Exercise aim:
Write out each record again exactly as it stands.

(Records from a data collection)
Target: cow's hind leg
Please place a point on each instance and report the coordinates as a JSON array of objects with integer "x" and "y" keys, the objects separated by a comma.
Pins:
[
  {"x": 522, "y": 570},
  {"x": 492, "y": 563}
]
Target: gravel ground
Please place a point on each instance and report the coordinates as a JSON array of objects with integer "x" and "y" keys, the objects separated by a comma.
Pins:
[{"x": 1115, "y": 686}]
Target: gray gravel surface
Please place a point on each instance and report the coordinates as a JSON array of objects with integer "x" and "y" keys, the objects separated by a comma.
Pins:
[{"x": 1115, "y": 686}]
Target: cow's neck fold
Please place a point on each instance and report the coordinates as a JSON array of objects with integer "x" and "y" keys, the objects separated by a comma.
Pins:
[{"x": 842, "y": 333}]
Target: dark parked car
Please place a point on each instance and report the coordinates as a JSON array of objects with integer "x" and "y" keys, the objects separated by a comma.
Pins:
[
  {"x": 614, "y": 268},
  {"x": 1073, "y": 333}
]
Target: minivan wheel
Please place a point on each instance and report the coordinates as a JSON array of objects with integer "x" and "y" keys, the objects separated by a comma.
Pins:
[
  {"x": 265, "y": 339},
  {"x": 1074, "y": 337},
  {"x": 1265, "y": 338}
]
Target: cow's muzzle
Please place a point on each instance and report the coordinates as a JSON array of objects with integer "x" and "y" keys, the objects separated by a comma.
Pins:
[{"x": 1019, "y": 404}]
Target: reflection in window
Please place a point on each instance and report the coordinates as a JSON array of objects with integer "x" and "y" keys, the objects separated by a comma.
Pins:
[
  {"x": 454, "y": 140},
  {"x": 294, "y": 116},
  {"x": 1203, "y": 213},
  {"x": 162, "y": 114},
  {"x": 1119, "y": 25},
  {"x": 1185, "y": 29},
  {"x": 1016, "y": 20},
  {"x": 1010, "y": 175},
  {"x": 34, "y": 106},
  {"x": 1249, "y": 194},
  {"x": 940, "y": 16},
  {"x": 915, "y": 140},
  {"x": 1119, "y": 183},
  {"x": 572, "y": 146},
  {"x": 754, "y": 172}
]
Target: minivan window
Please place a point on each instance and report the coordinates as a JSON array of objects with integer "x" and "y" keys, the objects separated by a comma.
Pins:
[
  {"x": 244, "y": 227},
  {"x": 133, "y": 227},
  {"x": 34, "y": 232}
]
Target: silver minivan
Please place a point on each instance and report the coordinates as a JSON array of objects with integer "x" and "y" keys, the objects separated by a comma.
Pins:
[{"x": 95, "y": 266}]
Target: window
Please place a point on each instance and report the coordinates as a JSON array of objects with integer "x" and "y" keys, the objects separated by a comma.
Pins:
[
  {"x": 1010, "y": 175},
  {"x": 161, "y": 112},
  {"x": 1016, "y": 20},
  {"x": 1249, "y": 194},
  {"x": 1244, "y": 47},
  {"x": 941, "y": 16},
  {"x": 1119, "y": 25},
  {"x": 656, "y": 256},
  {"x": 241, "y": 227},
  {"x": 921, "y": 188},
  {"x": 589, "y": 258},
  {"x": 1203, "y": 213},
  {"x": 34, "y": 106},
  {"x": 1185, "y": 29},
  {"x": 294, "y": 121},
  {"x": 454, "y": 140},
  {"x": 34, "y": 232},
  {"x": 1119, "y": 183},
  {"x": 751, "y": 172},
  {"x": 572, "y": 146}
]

Output of the exercise:
Target: cow's hind leg
Please place a point on each instance and report the coordinates as a JSON array of objects with integer "x" and "y" keys, the objects separated by a comma.
Pins:
[
  {"x": 522, "y": 570},
  {"x": 492, "y": 563}
]
Target: gravel ground
Please place a point on each instance and report the coordinates as a JSON array of objects with integer "x" and "y" keys, the objects separated by a comma.
Pins:
[{"x": 1115, "y": 686}]
Target: gray gravel surface
Please place a point on each instance and report the coordinates as a JSON array of objects with integer "x" and "y" keys, the objects separated by a comma.
Pins:
[{"x": 1115, "y": 686}]
Target: cow's neck fold
Please place a point on each instance and report the coordinates as a JSON array of objects with integer "x" and "y" keys, the objects separated by a comma.
Pins:
[{"x": 842, "y": 333}]
Target: dark parked car
Please place a point on each instance and report the coordinates as a JSON array of objects with integer "x" and "y" keys, the objects separated by a comma.
Pins:
[
  {"x": 614, "y": 268},
  {"x": 1073, "y": 333}
]
Target: minivan wheel
Please place a point on each instance and report the coordinates as a JSON array of objects with integer "x" and "y" keys, the objects separated by a comma.
Pins:
[
  {"x": 265, "y": 339},
  {"x": 1074, "y": 337},
  {"x": 1265, "y": 338}
]
Target: cow's muzzle
Please place a point on each instance and report the coordinates as a JSON array of objects with integer "x" and "y" keys, the objects separated by a comma.
Pins:
[{"x": 1019, "y": 404}]
Target: reflection in window
Please place a point on each instance and report the coordinates as a JSON array of objects with integer "x" and "y" keys, the objects separated by a comma.
Pins:
[
  {"x": 454, "y": 140},
  {"x": 294, "y": 116},
  {"x": 1203, "y": 213},
  {"x": 162, "y": 114},
  {"x": 1119, "y": 25},
  {"x": 1185, "y": 29},
  {"x": 1016, "y": 20},
  {"x": 1010, "y": 175},
  {"x": 34, "y": 106},
  {"x": 1249, "y": 194},
  {"x": 940, "y": 16},
  {"x": 915, "y": 140},
  {"x": 1119, "y": 183},
  {"x": 572, "y": 146},
  {"x": 754, "y": 172}
]
Target: minivan window
Please place a point on each instance and report the coordinates as a JSON array of objects with integer "x" and "y" keys, the objects separated by a comma.
Pins:
[
  {"x": 244, "y": 227},
  {"x": 133, "y": 227},
  {"x": 34, "y": 232}
]
Target: silver minivan
Please place a point on each instance and report the coordinates as a JSON array of objects with integer "x" and "y" keys, the objects separated by a comma.
Pins:
[{"x": 95, "y": 266}]
Target: window
Please place a point on each instance and report the coordinates as a JSON array of objects with integer "x" and "y" keys, the objects separated by a comma.
Pins:
[
  {"x": 1010, "y": 175},
  {"x": 161, "y": 112},
  {"x": 1016, "y": 20},
  {"x": 1249, "y": 194},
  {"x": 1244, "y": 47},
  {"x": 941, "y": 16},
  {"x": 1119, "y": 25},
  {"x": 656, "y": 256},
  {"x": 241, "y": 227},
  {"x": 921, "y": 188},
  {"x": 589, "y": 258},
  {"x": 1203, "y": 213},
  {"x": 34, "y": 106},
  {"x": 1185, "y": 29},
  {"x": 294, "y": 121},
  {"x": 454, "y": 140},
  {"x": 34, "y": 232},
  {"x": 1119, "y": 183},
  {"x": 751, "y": 172},
  {"x": 572, "y": 146}
]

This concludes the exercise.